— Begin Given records —

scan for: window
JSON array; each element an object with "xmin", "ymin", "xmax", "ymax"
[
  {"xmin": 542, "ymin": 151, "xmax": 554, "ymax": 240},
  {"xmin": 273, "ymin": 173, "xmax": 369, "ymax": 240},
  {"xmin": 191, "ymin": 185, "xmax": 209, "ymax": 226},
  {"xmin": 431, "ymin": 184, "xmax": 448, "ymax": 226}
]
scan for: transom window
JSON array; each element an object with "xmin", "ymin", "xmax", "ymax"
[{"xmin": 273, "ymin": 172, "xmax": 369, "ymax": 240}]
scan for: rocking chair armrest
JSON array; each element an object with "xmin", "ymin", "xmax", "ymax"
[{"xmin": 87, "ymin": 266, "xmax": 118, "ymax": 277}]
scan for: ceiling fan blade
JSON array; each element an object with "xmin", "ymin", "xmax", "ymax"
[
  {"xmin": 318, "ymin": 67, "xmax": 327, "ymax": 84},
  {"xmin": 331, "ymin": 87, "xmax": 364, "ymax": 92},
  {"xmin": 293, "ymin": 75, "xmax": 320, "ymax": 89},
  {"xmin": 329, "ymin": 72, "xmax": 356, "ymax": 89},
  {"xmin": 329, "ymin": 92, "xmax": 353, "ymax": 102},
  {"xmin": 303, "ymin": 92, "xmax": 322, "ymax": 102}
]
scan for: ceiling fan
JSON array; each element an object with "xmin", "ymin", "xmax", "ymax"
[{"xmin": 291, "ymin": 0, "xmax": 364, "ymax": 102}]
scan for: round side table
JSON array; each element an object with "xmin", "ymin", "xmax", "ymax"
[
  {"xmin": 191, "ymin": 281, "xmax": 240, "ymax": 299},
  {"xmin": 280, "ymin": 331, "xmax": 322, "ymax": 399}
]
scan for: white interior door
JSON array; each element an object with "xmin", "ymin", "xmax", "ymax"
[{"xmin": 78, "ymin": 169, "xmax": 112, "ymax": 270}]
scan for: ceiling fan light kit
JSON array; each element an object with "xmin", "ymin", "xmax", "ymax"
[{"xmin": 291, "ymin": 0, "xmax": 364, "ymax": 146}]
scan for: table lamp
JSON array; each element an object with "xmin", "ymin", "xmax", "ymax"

— End Given records —

[Task to carry out]: Please turn every line from the one holding "scan for: round side table" through the end of the rows, inclusive, into a Markdown table with the columns Number and Line text. Leave out blank lines.

[Written solution]:
| Number | Line text |
|---|---|
| 1 | scan for: round side table |
| 2 | JSON array; each element an object with "xmin", "ymin", "xmax", "ymax" |
| 3 | [ |
| 4 |   {"xmin": 191, "ymin": 281, "xmax": 240, "ymax": 299}, |
| 5 |   {"xmin": 280, "ymin": 331, "xmax": 322, "ymax": 399} |
| 6 | ] |
| 7 | scan for: white interior door |
| 8 | JSON array; each element an object with "xmin", "ymin", "xmax", "ymax" |
| 9 | [{"xmin": 78, "ymin": 169, "xmax": 112, "ymax": 270}] |
| 10 | scan for: ceiling fan light kit |
| 11 | JSON array; each element an object with "xmin", "ymin", "xmax", "ymax" |
| 12 | [{"xmin": 291, "ymin": 0, "xmax": 364, "ymax": 146}] |
| 13 | scan for: table lamp |
| 14 | JSON array; each element an object with "xmin", "ymin", "xmax", "ymax" |